▶ **Extracted text**
** START **

# It's bright tonight



## BelleBottoms (Jan 28, 2018)

Is anyone sleeping under this bright half moon tonight?
Years ago, I pulled into The Black Canyon of the Gunnison in Colorado. It's a National Park complete with ranger stations, campgrounds, and an exhibit center. I think it was early October, and because snow always closed the roads, the park was preparing to shut down for the Winter. There was one camping loop still open, so I took a spot - the only other person I saw all night was a guy emptying trash cans.
After settling in I cooked up some instant garlic mashed potatoes - my stomach hurt and I was hopeful that some food would help. It didn't. I crawled into my back-of-the-truck bedroom and got as close as possible to a fetal position as you can inside a sleeping bag. Between worsening stomach pain and the low temps (over 7000 ft elev there), it was a very uncomfortable evening.

** END **

▶ **Written exercise**
Reproduce word for word the part of the forum post about a night in the Black Canyon of the Gunnison starting with "After settling in" and going on through "very uncomfortable evening.".

▶ **Extracted material**
** START **

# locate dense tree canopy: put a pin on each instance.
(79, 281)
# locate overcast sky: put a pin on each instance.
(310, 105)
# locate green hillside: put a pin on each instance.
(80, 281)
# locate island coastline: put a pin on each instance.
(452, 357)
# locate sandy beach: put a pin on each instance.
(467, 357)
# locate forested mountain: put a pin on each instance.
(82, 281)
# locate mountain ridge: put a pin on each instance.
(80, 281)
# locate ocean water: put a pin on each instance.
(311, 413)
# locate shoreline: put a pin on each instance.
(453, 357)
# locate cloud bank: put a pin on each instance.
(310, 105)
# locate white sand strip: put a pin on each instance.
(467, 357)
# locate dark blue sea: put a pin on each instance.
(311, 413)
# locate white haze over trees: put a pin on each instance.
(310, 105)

** END **
** START **

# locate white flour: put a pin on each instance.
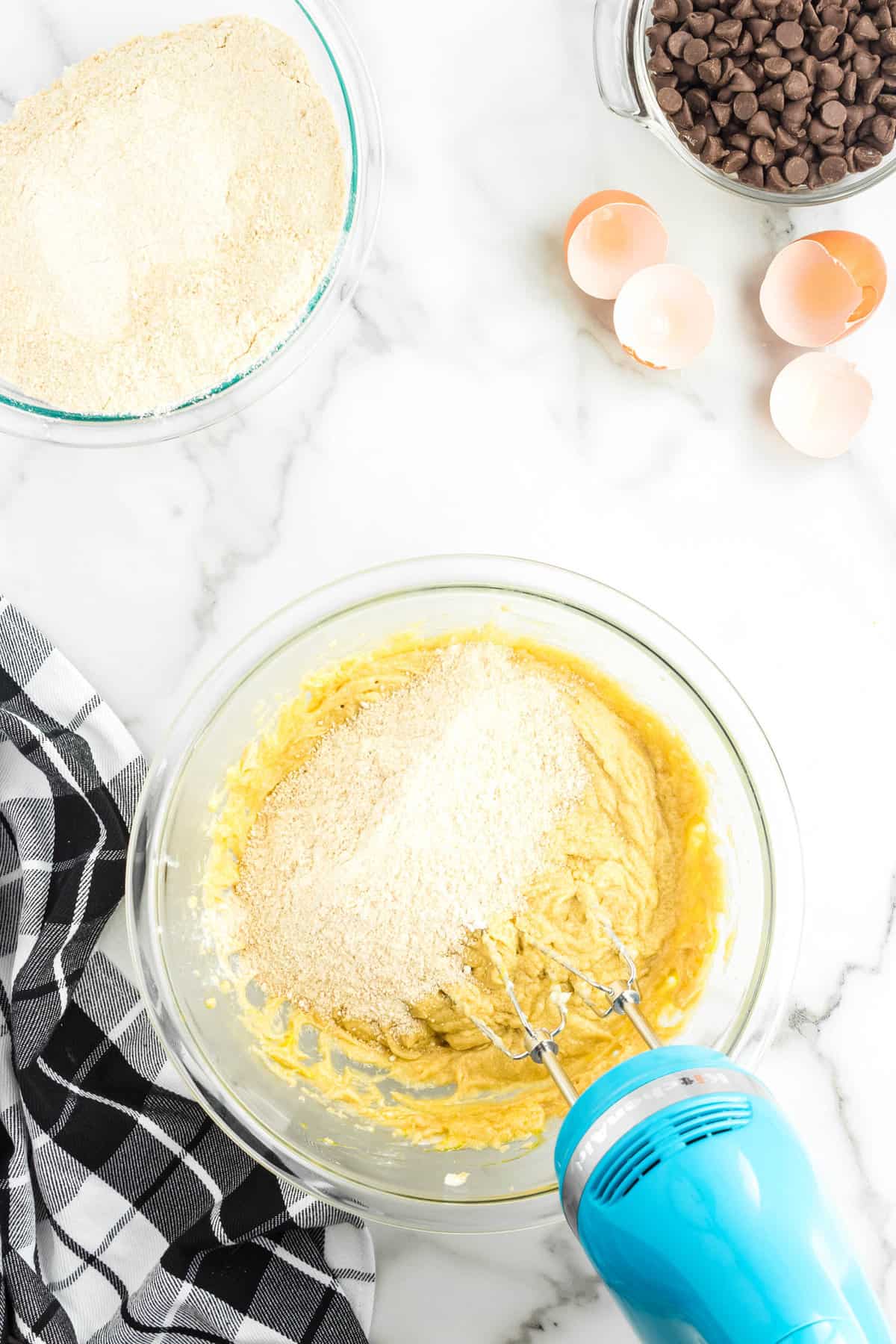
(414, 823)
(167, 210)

** END **

▶ **Correct response**
After settling in I cooked up some instant garlic mashed potatoes - my stomach hurt and I was hopeful that some food would help. It didn't. I crawled into my back-of-the-truck bedroom and got as close as possible to a fetal position as you can inside a sleeping bag. Between worsening stomach pain and the low temps (over 7000 ft elev there), it was a very uncomfortable evening.